#### About this exercise
Your answer should be exactly the lines from the one that contains "Find the innermost point of each instance of the paved" through the final line of the entries below, and nothing else.

START Records for processing

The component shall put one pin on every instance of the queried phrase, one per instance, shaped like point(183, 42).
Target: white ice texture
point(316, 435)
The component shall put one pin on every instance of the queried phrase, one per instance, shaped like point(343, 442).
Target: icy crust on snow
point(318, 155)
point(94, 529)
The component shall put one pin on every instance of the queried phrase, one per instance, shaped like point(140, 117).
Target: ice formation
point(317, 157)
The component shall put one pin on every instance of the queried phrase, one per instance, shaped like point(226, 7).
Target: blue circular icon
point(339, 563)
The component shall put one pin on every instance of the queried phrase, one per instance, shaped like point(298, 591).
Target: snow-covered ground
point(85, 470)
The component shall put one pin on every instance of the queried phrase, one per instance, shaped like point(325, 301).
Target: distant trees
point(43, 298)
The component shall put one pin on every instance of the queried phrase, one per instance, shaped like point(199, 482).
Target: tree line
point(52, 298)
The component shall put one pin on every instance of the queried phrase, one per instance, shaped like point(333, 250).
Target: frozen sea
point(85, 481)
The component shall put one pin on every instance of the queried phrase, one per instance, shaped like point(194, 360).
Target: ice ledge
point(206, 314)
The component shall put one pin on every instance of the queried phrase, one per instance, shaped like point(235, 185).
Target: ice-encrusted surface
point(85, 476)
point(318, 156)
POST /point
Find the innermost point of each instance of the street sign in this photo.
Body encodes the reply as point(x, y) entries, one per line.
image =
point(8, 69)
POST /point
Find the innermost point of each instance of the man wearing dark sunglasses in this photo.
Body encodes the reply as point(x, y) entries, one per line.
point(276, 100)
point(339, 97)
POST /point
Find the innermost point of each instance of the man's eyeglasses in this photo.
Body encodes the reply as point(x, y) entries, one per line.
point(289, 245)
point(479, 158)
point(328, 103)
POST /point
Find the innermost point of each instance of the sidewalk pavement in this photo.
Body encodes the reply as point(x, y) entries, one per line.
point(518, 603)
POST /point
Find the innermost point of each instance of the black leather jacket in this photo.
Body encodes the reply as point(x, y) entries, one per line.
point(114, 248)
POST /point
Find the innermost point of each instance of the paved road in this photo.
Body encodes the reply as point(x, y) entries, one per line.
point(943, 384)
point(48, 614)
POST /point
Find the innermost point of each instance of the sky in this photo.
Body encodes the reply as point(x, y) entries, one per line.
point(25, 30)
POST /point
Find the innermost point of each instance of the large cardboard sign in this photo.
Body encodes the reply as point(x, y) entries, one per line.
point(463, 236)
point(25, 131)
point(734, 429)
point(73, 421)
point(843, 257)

END Records for processing

#### Solution
Find the innermost point of each instance of the paved road in this photo.
Body encodes the reply as point(x, y) entries, one per line.
point(943, 384)
point(48, 614)
POST /point
Find the innermost point of each instance of the sky in this photo.
Body encodes the reply as point(x, y) entries, one per line.
point(25, 30)
POST /point
Find the innermost point of each instance of the large cardboard sign in this photo.
Body encodes the reply as point(x, y) entries, one per line.
point(463, 236)
point(25, 131)
point(734, 429)
point(73, 421)
point(843, 257)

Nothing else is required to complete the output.